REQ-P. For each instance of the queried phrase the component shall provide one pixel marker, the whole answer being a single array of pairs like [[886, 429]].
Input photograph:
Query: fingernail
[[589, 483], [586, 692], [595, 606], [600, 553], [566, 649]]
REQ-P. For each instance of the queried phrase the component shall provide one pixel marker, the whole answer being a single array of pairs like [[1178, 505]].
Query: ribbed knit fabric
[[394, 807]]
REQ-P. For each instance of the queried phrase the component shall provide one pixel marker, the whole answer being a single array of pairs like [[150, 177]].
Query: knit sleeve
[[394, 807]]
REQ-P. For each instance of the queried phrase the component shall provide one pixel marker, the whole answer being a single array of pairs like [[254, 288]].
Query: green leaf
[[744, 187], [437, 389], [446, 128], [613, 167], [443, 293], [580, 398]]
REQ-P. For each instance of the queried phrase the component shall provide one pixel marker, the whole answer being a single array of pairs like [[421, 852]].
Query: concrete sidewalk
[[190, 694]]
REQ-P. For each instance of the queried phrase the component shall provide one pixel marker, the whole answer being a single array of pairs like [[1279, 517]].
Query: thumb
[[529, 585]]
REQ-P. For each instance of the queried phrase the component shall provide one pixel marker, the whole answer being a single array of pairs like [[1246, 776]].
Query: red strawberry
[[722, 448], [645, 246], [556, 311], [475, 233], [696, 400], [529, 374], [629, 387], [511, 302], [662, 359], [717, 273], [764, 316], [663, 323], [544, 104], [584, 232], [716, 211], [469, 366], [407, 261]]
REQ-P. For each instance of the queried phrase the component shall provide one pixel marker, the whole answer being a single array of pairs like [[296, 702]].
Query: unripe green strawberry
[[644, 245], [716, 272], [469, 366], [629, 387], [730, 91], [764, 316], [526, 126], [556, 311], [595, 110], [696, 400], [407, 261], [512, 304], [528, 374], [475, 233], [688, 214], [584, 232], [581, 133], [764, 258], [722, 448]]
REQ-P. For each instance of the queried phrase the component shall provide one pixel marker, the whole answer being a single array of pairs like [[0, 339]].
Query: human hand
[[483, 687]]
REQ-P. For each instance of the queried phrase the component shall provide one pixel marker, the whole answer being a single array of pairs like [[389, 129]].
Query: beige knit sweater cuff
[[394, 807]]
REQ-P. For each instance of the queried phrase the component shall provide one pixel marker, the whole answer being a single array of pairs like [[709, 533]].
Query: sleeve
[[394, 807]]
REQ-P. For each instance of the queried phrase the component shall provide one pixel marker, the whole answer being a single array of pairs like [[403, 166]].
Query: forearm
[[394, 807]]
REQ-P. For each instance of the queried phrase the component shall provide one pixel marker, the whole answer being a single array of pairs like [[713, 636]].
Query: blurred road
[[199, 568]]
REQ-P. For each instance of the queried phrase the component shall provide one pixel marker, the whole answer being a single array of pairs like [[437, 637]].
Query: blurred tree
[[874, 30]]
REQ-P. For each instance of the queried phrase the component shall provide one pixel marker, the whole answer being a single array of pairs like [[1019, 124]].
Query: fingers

····················

Stated task: Starting with the line that contains "like [[403, 166]]." and going on through the line that contains "[[199, 568]]", rewrite that part of the listing with "pixel marker" changed to "point marker" and everything else unchanged.

Completed task:
REQ-P. For each instance of the queried phrase the component shall provide one point marker, the whole answer being a single array of pairs like [[403, 166]].
Query: forearm
[[394, 807]]
REQ-P. For each instance of the queried phrase the component shall provide one point marker, the whole answer being a single array of pairs like [[713, 636]].
Query: blurred road
[[199, 568]]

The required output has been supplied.